EXCERPTED RECORDS:
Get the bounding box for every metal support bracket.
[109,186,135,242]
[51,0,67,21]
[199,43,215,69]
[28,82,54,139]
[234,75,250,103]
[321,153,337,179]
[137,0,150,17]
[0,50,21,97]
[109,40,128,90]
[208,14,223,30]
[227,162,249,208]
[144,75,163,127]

WORK INSTRUCTION: A faithful copy of all the records is required.

EXERCISE OUTPUT:
Get the bounding box for every metal support bracket.
[109,186,135,242]
[51,0,67,21]
[199,43,215,69]
[28,82,54,139]
[234,75,250,103]
[321,153,337,179]
[137,0,150,17]
[0,50,21,97]
[109,40,128,90]
[208,14,223,30]
[227,162,249,208]
[144,75,163,127]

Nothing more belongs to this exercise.